===== DOCUMENT PASSAGE =====

Fifteen or twenty pages into the great Nicholson Baker's quirky new novel The Anthologist, I was sure Maine's boisterous bard had finally lost his mind.
The book contains the fictional desparate scribblings of a nearly famous middle-aged poet named Paul Chowder who struggles to write an introduction to a new anthology of rhyming poetry despite a ferocious onslaught of writer's block. It's a fine setup, but the terrible and clumsy prose puzzled me.
Sitting here in the long womanly arm of light, the arm that reaches down like Anne Boleyn's arm reaching down from her spot-lit height. Not Anne Boleyn. Who am I thinking of? Margot Fonteyn, the ballet dancer. I knew there was a Y in there.
It's supposed to ramble. But the author is also supposed to demonstrate his control over his prose in the first few pages of any book, and I could not tell whether Baker's plodding repetition of "arm" in that sentence was bad on purpose or just plain bad. The same question arose a few paragraphs later when the narrator began bossing his readers about rhyme schemes: "that's how to do scansion like a pro". I began to stop caring whether Baker was parodying bad writing or not. As Huey Lewis says, sometimes bad is bad.
Nicholson Baker is one of my very favorite writers, but that doesn't mean I always like his books. He knocked me out with his very first one, The Mezzanine, only to disappoint me with a soapier follow-up called Room Temperature. I deeply admire his work on behalf of literary preservation and global pacifism, and my favorite Baker book is probably U and I, his curvy tribute to John Updike. At its best, The Anthologist reaches the same peaks as U and I -- particularly when the narrator gets into a flow talking about poetry, about the way tulips rhyme and a woman's breasts rhyme (the book is often about rhymes in nature, and I wish the cover illustration depicted two plums instead of one, because this book should certainly have a cover that rhymes).
Like U and I, the book is filled with useful literary information (though this narrator is insufferably condescending). He's wonderful when he gets on a roll about his favorites, like Algernon Swinburne, Louise Bogan, Mary Oliver and Edgar Allan Poe. There are wonderful moments when ragtag poets like Ted Roethke make ghostly appearances, and their are tender moments when the narrator pines for Roz, the lost love of his life, who left him precisely because she couldn't stand him hanging around the house mooning about the introduction he couldn't write. At one point, this enthusiast for rhyming verse makes Roz a necklace with beads arranged to "rhyme".

===== DATA =====

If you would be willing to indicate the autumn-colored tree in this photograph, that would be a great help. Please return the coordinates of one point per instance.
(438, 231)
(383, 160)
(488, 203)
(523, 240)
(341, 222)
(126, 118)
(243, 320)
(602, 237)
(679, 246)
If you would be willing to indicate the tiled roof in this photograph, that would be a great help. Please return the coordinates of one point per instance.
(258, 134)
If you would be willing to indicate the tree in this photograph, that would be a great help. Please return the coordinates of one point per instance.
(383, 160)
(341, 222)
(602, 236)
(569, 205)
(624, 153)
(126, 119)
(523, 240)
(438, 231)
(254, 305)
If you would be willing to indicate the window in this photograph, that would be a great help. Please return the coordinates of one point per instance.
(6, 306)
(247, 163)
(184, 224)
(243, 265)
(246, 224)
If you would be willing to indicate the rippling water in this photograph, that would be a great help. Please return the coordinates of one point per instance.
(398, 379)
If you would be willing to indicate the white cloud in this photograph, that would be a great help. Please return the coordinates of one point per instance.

=====

- EXERCISE REQUIREMENTS -
• 1. Extract the portion of the book review above that runs between "The book contains" and "Y in there.", inclusive, copying it word for word.
• 2. Show each line from the entries above that contains the string "help".

- RESPONSES TO THE EXERCISE -
• 1.
The book contains the fictional desparate scribblings of a nearly famous middle-aged poet named Paul Chowder who struggles to write an introduction to a new anthology of rhyming poetry despite a ferocious onslaught of writer's block. It's a fine setup, but the terrible and clumsy prose puzzled me.
Sitting here in the long womanly arm of light, the arm that reaches down like Anne Boleyn's arm reaching down from her spot-lit height. Not Anne Boleyn. Who am I thinking of? Margot Fonteyn, the ballet dancer. I knew there was a Y in there.

• 2.
If you would be willing to indicate the autumn-colored tree in this photograph, that would be a great help. Please return the coordinates of one point per instance.
If you would be willing to indicate the tiled roof in this photograph, that would be a great help. Please return the coordinates of one point per instance.
If you would be willing to indicate the tree in this photograph, that would be a great help. Please return the coordinates of one point per instance.
If you would be willing to indicate the window in this photograph, that would be a great help. Please return the coordinates of one point per instance.
If you would be willing to indicate the rippling water in this photograph, that would be a great help. Please return the coordinates of one point per instance.
If you would be willing to indicate the white cloud in this photograph, that would be a great help. Please return the coordinates of one point per instance.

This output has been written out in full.